- **Text**:
━━━━━━━━

Awareness of parameters like pain length, triggers, and severity help convey a more thorough understanding. The most complete description possible will lead to the most beneficial treatment.

Pain Assessment Checklist for Seniors with Limited Ability to Communicate (PACSLAC)6

Pain in older adults is both underreported and undertreated.7 Reasons for this vary, but may include social barriers like caregiver attitudes or patient perceptions of pain and its associated treatments.

Even more challenging is the assessment and treatment of pain in nonverbal patients. Limited communication can result from conditions like advanced dementia, stroke, or delirium.

The PACSLAC is designed to aid providers assessing pain in those populations through 4 components:

1. Facial expression: Signs to look for include grimacing, frowning, wincing, clenching teeth, open mouth, and change in eyes (squinting, increased movements).

2. Activity/body movement: This includes fidgeting, pulling away, flinching, refusing to move, thrashing, resistance to care, clenched fists, fetal position, and rigidity.

━━━━━━━━

[Items listed in a dataset]

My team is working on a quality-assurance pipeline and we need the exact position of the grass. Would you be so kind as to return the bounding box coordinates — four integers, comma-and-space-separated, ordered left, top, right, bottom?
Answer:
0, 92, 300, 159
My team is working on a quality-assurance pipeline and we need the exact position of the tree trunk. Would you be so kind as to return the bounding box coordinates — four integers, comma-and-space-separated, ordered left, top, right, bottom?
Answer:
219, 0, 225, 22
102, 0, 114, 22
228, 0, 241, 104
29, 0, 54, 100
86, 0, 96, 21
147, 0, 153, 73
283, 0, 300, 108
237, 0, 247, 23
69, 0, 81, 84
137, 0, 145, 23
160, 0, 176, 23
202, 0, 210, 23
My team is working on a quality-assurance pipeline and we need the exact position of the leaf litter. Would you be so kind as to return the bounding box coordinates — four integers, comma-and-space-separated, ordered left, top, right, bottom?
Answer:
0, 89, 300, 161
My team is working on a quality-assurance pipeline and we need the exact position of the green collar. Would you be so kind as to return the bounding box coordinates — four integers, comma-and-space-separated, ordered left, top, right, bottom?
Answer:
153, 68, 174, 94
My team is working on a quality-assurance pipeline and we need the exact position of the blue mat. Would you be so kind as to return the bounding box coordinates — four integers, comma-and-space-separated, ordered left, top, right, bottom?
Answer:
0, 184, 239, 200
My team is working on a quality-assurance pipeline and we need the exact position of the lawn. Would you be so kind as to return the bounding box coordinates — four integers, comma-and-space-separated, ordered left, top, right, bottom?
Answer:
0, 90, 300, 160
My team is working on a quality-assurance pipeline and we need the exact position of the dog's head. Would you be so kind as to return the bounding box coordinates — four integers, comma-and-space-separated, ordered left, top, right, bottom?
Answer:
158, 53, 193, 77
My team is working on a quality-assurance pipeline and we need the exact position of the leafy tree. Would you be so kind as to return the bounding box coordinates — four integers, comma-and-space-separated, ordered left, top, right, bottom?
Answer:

━━━━━━━━

- **Task description**: Extend the passage on pain assessment past its final sentence. The listing is separate material, unrelated to the passage on pain assessment.

- **Written response**:
3. Social/personality/mood: Here, providers make note of physical or verbal aggression, not wanting to be touched, irritability, or anxious/upset demeanor.

4. Other: This section observes physiological changes, eating and sleeping changes, and vocal behaviors, as well as tears, sweating, crying, and vocalization for pain (like “ouch”), and moaning/groaning.

Additional Scales

Pain can have complex etiology, and it can also be the culprit behind other conditions. Chronic pain, in particular, can disrupt other functions and further lower quality of life. Associated psychological comorbidities are sleep disturbances, depression, anxiety, and substance-related disorders.8

Patients with comorbidities may be well served by additional assessments like the Patient Health Questionnaire-9, a self-reported depression rating scale.

3 Things to Keep in Mind

  • In some cases, assessment methods can be combined. For example, patients may answer a questionnaire, label the source of their pain on a drawing of a human diagram, and exhibit observational or behavioral characteristics.
  • Absence of characteristics like the ones described in the PACSLAC doesn’t mean patients aren’t in pain. Even if they don’t physically look like they’re in pain, it may just be because they’re gotten used to its intensity.
  • Everyone has a different pain tolerance or threshold. What’s unbearable to one patient may be baseline for another.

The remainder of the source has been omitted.